Required action: Some entries follow. Reproduce exactly the lines starting at the one with "<point>633,301</point>" and stopping after the one with "<point>683,91</point>".
[Dataset content]
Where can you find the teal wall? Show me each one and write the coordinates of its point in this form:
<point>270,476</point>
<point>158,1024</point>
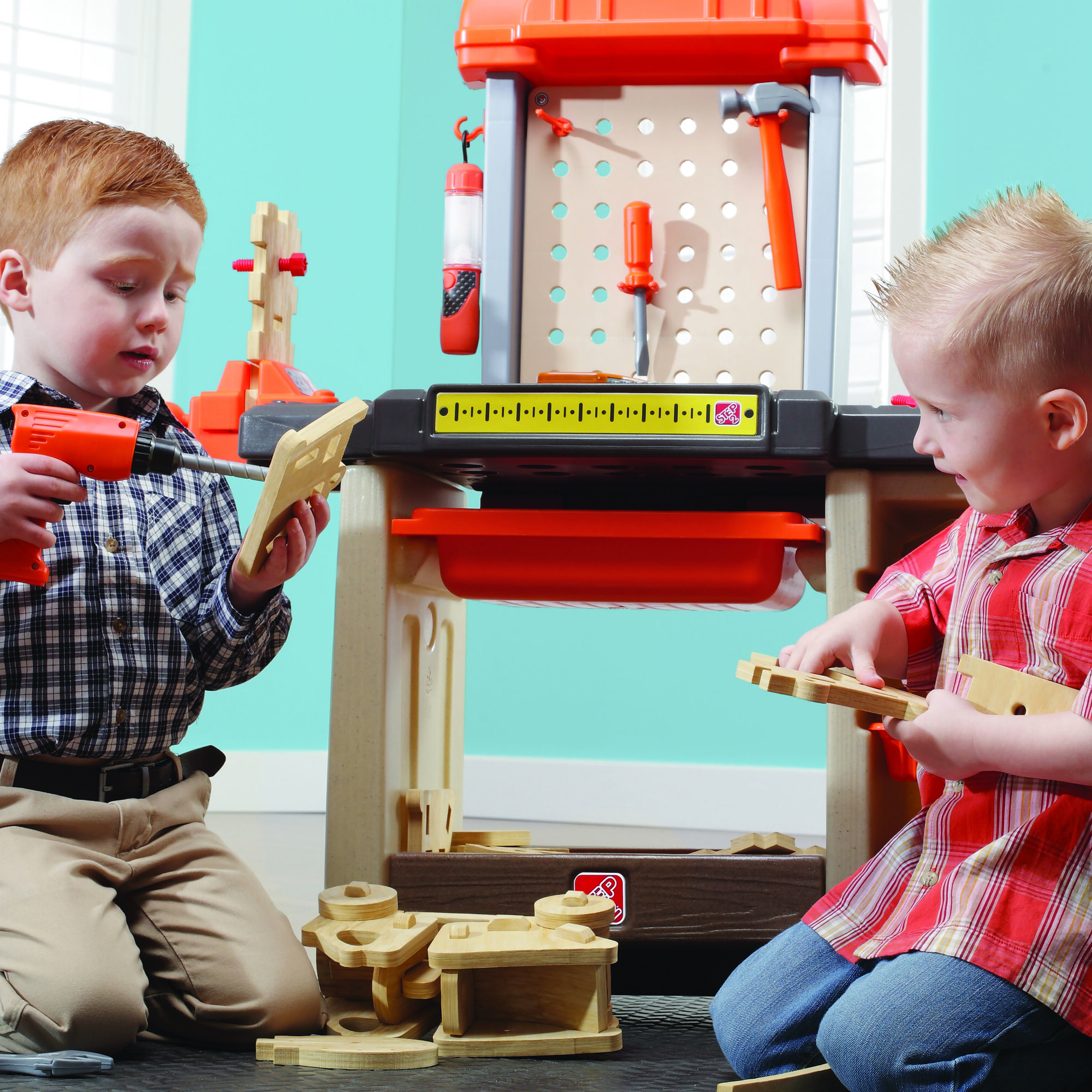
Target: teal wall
<point>999,111</point>
<point>354,134</point>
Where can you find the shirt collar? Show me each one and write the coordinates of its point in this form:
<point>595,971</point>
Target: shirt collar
<point>1013,528</point>
<point>147,407</point>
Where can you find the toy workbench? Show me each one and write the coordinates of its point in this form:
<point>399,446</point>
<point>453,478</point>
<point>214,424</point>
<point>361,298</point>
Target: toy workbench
<point>662,299</point>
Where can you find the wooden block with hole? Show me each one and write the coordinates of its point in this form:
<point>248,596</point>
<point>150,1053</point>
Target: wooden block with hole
<point>514,989</point>
<point>813,1079</point>
<point>352,1052</point>
<point>430,815</point>
<point>304,464</point>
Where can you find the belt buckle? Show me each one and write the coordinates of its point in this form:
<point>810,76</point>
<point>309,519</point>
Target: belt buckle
<point>104,788</point>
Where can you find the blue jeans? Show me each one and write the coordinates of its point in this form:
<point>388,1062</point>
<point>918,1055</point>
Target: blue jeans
<point>918,1022</point>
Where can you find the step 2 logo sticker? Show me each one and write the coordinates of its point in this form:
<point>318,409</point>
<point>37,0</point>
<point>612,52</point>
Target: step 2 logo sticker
<point>611,885</point>
<point>728,414</point>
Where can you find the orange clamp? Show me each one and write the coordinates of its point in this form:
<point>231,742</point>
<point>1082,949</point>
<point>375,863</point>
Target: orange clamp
<point>638,229</point>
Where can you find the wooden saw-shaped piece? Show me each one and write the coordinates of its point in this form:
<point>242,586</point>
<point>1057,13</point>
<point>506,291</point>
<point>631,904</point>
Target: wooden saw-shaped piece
<point>274,293</point>
<point>304,464</point>
<point>994,690</point>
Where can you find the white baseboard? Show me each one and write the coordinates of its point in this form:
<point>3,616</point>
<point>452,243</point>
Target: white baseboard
<point>622,794</point>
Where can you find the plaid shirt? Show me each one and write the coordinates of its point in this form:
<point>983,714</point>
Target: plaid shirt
<point>995,870</point>
<point>113,657</point>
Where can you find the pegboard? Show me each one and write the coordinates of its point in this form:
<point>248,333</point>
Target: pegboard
<point>669,147</point>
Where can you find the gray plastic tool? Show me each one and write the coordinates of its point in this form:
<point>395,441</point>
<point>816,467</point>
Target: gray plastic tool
<point>57,1064</point>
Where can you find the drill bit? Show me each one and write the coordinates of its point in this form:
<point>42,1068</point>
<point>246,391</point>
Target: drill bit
<point>224,467</point>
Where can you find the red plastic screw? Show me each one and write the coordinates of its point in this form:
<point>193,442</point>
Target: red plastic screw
<point>296,265</point>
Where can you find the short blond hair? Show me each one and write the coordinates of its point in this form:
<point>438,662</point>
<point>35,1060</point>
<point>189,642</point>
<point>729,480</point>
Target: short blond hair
<point>1007,287</point>
<point>61,171</point>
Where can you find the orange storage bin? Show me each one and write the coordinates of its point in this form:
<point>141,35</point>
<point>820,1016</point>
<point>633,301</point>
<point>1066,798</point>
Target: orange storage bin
<point>634,559</point>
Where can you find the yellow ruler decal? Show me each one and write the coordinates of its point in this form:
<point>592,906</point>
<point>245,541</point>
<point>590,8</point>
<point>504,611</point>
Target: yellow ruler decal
<point>596,414</point>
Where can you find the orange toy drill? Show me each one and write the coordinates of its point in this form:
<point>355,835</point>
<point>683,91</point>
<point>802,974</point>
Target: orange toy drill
<point>100,446</point>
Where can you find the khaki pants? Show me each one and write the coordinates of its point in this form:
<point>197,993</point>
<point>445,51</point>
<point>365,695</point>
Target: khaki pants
<point>116,918</point>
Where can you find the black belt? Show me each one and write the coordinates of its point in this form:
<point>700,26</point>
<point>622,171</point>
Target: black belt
<point>120,781</point>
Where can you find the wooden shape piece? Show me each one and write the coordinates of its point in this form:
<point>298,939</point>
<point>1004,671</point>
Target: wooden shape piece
<point>422,982</point>
<point>457,1002</point>
<point>274,293</point>
<point>505,839</point>
<point>813,1079</point>
<point>347,1052</point>
<point>430,815</point>
<point>503,1039</point>
<point>597,912</point>
<point>1005,692</point>
<point>304,464</point>
<point>337,905</point>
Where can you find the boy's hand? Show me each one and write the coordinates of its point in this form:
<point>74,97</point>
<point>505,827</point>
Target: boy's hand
<point>868,635</point>
<point>28,485</point>
<point>944,739</point>
<point>286,560</point>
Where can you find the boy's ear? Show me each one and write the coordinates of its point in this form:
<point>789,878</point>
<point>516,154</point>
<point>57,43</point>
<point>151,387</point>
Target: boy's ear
<point>1064,413</point>
<point>15,287</point>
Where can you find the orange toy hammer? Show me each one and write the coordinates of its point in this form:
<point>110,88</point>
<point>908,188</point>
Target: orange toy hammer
<point>768,105</point>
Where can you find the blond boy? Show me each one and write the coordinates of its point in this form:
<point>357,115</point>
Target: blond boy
<point>960,957</point>
<point>120,911</point>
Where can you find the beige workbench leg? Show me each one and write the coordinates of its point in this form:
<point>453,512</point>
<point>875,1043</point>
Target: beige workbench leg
<point>399,660</point>
<point>873,519</point>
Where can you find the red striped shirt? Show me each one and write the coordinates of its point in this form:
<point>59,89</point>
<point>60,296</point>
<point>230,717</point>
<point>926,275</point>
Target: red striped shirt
<point>995,870</point>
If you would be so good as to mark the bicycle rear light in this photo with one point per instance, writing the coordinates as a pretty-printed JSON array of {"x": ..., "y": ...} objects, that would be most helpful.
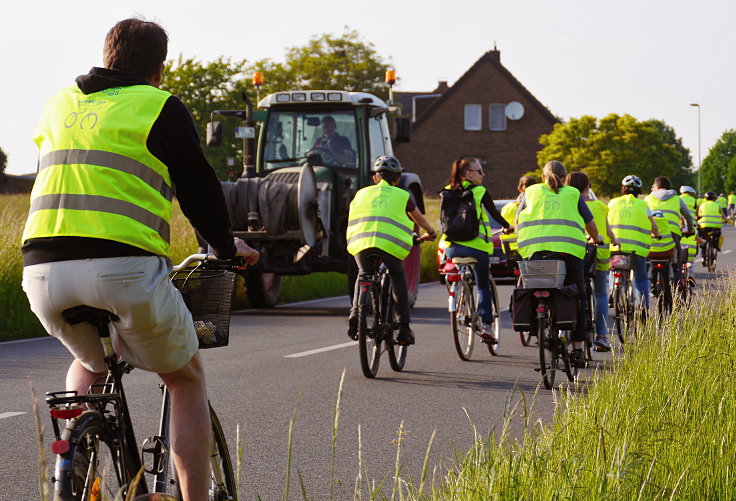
[/Dataset content]
Answer:
<point>633,301</point>
<point>1066,798</point>
Target: orange storage bin
<point>634,559</point>
Where can you find the yellow ruler decal? Show me each one and write the coordinates of its point in this form:
<point>592,906</point>
<point>245,541</point>
<point>590,8</point>
<point>504,611</point>
Target: yellow ruler decal
<point>596,414</point>
Where can you find the orange toy drill? Show me each one and write the coordinates of its point in this form:
<point>355,835</point>
<point>683,91</point>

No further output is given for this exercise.